Fragmento de texto:
Debemos a Max Weber, padre indiscutido de la ciencia social contemporánea, el par de categorías más célebre y recurrida para explicar los criterios de comportamiento moral: ética de la responsabilidad y ética de la convicción. Según Weber adoptamos una conducta específica recurriendo o bien a la idea de que somos responsables por nuestros actos en determinadas circunstancias y contextos, o bien a principios o ideales que juzgamos como imperativos.
Este esquema de decisión moral se aplica frecuentemente a las conductas electorales: ¿preferimos el partido o candidato que representa puntualmente nuestras ideas o convicciones, independientemente de las chances reales que tiene de ganar (ética de la convicción), o nos inclinamos por ese partido o candidato que nos representa parcialmente, pero tiene más posibilidades de ser electo, o está en condiciones de imponerse a las alternativas que nos generan mayor rechazo (ética de la responsabilidad)?

Solicitud 1: Copia sin cambios el fragmento sobre Max Weber, desde "Debemos a Max" hasta "juzgamos como imperativos.".
Solicitud 2: En el fragmento sobre Max Weber, ¿cuáles son las dos categorías que se usan para explicar los criterios de comportamiento moral?

Extracto de datos:
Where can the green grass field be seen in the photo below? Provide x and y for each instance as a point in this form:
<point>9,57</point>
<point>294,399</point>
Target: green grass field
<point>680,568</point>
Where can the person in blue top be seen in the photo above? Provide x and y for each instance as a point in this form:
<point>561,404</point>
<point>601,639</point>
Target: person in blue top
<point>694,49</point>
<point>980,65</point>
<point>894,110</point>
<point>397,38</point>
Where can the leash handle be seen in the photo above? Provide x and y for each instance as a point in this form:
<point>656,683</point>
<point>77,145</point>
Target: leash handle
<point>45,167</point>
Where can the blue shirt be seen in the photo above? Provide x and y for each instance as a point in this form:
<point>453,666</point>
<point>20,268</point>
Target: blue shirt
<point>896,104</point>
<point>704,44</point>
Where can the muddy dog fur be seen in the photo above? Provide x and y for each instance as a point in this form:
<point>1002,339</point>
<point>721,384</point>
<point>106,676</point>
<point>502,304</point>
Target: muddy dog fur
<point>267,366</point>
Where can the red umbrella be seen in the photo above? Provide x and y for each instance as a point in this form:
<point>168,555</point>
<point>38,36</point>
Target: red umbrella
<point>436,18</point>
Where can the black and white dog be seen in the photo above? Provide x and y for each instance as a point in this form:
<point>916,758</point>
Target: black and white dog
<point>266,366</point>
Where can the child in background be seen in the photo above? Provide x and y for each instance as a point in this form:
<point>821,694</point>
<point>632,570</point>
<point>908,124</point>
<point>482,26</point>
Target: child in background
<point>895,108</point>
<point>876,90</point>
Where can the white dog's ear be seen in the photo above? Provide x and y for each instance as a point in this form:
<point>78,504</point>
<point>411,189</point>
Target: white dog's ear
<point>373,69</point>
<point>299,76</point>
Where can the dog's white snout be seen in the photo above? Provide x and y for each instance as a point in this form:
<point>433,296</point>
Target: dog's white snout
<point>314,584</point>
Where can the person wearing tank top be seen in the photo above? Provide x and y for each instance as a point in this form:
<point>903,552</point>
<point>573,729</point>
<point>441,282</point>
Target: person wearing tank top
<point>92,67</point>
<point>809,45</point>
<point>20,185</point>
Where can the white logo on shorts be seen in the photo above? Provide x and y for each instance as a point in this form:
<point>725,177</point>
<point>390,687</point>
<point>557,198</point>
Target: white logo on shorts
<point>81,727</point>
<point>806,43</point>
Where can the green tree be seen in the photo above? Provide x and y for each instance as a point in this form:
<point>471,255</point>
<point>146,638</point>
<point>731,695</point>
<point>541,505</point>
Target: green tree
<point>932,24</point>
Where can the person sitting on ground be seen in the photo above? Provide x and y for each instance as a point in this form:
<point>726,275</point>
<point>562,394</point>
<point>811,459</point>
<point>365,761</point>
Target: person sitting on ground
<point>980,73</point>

Respuesta 1:
Debemos a Max Weber, padre indiscutido de la ciencia social contemporánea, el par de categorías más célebre y recurrida para explicar los criterios de comportamiento moral: ética de la responsabilidad y ética de la convicción. Según Weber adoptamos una conducta específica recurriendo o bien a la idea de que somos responsables por nuestros actos en determinadas circunstancias y contextos, o bien a principios o ideales que juzgamos como imperativos.

Respuesta 2: La ética de la responsabilidad y la ética de la convicción.